• **Goal of the exercise**: Lines with "necklace": pull these out of the listing below.

************

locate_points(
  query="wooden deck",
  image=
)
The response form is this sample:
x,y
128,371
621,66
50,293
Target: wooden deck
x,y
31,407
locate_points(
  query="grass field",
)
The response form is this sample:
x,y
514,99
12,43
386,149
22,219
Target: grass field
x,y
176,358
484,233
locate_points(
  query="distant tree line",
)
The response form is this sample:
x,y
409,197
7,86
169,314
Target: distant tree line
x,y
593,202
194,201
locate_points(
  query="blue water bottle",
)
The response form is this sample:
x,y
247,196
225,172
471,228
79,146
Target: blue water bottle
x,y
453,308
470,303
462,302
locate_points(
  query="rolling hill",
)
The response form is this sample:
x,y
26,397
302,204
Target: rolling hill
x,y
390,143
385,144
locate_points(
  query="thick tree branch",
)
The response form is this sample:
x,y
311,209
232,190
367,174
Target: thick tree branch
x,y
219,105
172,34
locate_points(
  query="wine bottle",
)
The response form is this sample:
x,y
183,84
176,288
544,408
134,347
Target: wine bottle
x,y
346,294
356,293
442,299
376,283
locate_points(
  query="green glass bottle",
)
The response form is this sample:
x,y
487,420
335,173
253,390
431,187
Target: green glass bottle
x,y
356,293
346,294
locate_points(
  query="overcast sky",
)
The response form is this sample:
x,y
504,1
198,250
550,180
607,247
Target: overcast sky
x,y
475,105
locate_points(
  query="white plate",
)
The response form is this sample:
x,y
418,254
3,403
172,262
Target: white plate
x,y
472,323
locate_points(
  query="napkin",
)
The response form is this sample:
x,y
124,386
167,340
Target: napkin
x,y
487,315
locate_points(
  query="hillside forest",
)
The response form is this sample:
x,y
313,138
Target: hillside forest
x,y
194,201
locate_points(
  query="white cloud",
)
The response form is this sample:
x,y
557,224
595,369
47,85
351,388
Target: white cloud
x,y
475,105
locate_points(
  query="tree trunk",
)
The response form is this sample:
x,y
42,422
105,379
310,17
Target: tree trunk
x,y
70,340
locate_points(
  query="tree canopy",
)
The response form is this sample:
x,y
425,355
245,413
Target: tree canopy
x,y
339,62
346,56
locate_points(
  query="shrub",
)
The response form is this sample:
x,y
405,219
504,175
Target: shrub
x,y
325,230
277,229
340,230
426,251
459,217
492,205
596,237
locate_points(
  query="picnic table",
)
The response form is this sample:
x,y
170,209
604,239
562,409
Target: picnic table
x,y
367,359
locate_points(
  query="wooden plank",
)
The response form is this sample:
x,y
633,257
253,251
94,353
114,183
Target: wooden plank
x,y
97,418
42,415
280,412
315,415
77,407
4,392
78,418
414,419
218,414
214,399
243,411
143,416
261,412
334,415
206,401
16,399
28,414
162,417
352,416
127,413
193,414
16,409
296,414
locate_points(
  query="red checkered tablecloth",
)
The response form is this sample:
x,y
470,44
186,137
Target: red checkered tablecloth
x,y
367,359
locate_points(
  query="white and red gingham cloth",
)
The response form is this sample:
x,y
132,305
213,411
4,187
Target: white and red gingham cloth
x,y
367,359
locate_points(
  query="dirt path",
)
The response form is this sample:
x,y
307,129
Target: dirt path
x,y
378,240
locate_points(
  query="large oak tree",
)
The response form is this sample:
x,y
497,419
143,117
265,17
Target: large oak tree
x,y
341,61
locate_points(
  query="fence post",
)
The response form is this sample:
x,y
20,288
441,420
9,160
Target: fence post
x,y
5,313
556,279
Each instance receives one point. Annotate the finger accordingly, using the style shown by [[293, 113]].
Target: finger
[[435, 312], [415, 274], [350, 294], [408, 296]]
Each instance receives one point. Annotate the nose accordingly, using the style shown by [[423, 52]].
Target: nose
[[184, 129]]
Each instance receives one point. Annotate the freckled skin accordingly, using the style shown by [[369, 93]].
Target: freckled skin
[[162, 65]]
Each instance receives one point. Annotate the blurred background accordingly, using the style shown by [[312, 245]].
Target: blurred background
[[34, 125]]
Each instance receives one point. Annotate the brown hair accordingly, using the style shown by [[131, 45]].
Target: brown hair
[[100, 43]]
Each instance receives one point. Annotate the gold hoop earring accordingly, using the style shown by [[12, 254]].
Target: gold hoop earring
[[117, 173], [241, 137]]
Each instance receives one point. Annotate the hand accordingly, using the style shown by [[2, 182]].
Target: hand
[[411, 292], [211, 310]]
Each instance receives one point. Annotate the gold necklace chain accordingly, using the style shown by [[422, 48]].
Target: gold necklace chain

************

• **Expected output**:
Each instance receives one point. Annotate the gold necklace chain accordingly, using the style shown by [[422, 48]].
Target: gold necklace chain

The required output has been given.